[Region pointing data]

◆ ◆ ◆ ◆

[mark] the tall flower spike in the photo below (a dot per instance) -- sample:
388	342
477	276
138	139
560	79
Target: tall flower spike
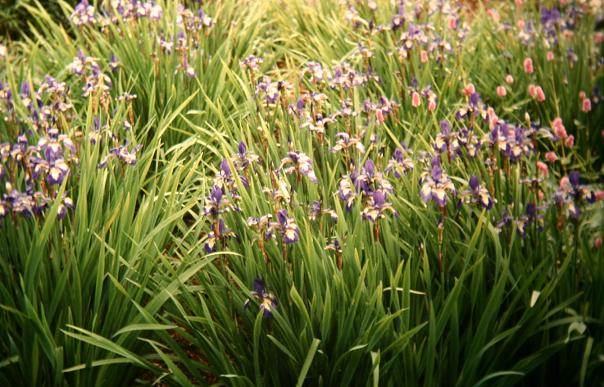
436	184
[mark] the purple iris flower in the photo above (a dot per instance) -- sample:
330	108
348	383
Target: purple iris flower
266	299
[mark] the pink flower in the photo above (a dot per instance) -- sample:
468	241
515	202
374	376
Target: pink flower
549	56
423	56
540	95
528	66
520	24
559	128
551	157
469	89
509	79
452	23
415	99
542	168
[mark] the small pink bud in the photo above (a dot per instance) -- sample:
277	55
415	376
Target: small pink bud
528	66
551	157
423	56
509	79
540	94
452	23
549	56
559	128
542	168
469	89
520	24
415	99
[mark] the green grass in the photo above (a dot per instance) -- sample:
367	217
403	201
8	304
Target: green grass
122	291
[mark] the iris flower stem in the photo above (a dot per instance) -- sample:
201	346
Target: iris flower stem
576	255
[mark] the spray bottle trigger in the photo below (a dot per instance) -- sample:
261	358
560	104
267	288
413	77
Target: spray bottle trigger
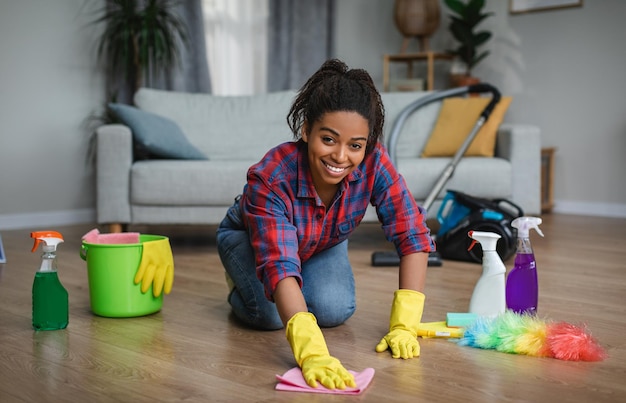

◆ ◆ ◆ ◆

▶ _Problem statement_:
Each record above must be retyped exactly as given, with the images excluded.

▶ _Output below_:
[mark] the tall flower spike in the photo below (a dot per instance) -- sample:
388	342
477	276
138	139
560	79
Target: tall flower spike
436	184
[mark] the purple iris flower in the photo above (a dot per instance) -- sample:
330	108
348	383
Target: purple iris flower
266	299
[mark] the pink flower in the photo above (a dot per instance) -- sample:
468	241
515	202
374	376
Target: pink flower
549	56
423	56
540	95
528	66
520	24
559	128
551	157
469	89
509	79
452	23
415	99
542	168
[mark] the small pink bud in the photo above (a dot per instance) -- sample:
277	55
415	376
Target: small pink bud
528	66
551	157
423	56
509	79
540	94
452	23
549	56
559	128
542	168
469	89
520	24
415	99
[mark] the green grass in the photo above (a dot per instance) -- sample:
367	217
403	201
8	304
Target: green grass
122	291
[mark] the iris flower stem in the photo above (a dot per instance) -- sample:
201	346
Target: iris flower stem
576	255
[mark] the spray bottle trigger in the photo below (a dot per instance) -- sample:
261	358
560	104
267	288
413	77
Target: spray bottle trigger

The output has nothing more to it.